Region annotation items
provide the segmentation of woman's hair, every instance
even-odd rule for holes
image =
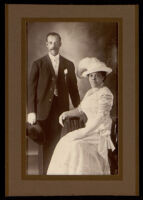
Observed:
[[[106,80],[106,72],[99,72],[102,76],[103,76],[103,81],[105,81]]]

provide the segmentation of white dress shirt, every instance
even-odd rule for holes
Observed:
[[[59,70],[59,57],[60,55],[57,54],[56,56],[53,56],[49,53],[49,57],[50,57],[50,60],[52,62],[52,65],[53,65],[53,68],[54,68],[54,71],[55,71],[55,74],[56,76],[58,75],[58,70]]]
[[[53,56],[49,53],[49,57],[50,60],[52,62],[54,71],[55,71],[55,75],[58,76],[58,70],[59,70],[59,54],[57,54],[56,56]],[[58,96],[58,89],[57,89],[57,85],[55,85],[55,89],[54,89],[54,95]]]

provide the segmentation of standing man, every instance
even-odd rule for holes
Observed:
[[[60,35],[49,33],[46,47],[48,54],[33,63],[28,82],[28,122],[39,123],[46,135],[44,174],[60,139],[59,116],[69,110],[69,94],[74,107],[80,102],[74,64],[59,54]]]

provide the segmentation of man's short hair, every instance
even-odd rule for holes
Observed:
[[[50,35],[53,35],[53,36],[57,36],[59,38],[59,41],[61,42],[61,36],[59,33],[56,33],[56,32],[50,32],[46,35],[46,41],[47,41],[47,38],[50,36]]]

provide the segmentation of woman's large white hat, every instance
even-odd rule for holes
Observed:
[[[112,69],[107,67],[104,62],[101,62],[96,57],[86,57],[79,62],[78,76],[80,78],[87,77],[88,74],[93,72],[106,72],[110,74]]]

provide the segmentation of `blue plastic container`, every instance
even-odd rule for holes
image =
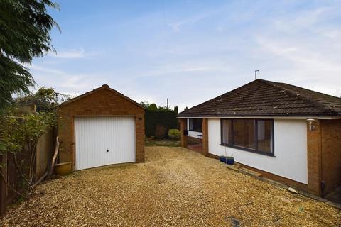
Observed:
[[[233,165],[234,164],[234,158],[233,157],[226,157],[226,164]]]
[[[219,157],[219,160],[221,162],[226,162],[226,157],[225,156],[220,156]]]

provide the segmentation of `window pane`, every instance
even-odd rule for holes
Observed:
[[[231,120],[222,120],[222,143],[231,144],[232,143],[232,131]]]
[[[201,118],[190,118],[190,130],[196,132],[202,131],[202,119]]]
[[[256,149],[255,121],[247,119],[233,120],[233,142],[237,146]]]
[[[258,121],[258,150],[272,153],[272,121]]]

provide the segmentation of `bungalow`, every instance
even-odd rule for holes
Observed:
[[[318,196],[341,184],[341,99],[256,79],[178,115],[181,145]]]

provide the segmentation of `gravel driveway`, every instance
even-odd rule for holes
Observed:
[[[181,148],[38,187],[4,226],[340,226],[341,211]]]

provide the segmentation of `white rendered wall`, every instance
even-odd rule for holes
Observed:
[[[187,119],[187,130],[188,130],[188,136],[197,138],[202,139],[202,136],[199,136],[198,135],[202,135],[202,132],[196,132],[195,131],[190,131],[190,119]]]
[[[253,153],[220,144],[220,119],[208,120],[208,150],[215,155],[233,156],[236,162],[308,184],[305,120],[274,120],[276,157]]]

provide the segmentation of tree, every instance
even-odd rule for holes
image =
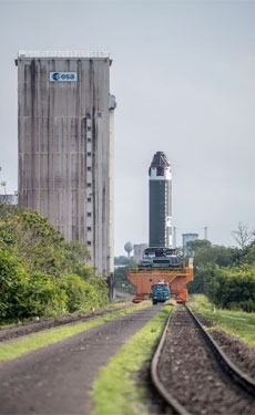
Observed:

* _What the exercise asks_: Retype the lines of the items verbatim, beginning with the line containing "provide the segmentation of tree, every" and continuing through the final line of the items, both ends included. Leave the picture out of your copy.

* _Solution to this exercise_:
provide the segmentation of tree, every instance
even-odd rule for holes
image =
Observed:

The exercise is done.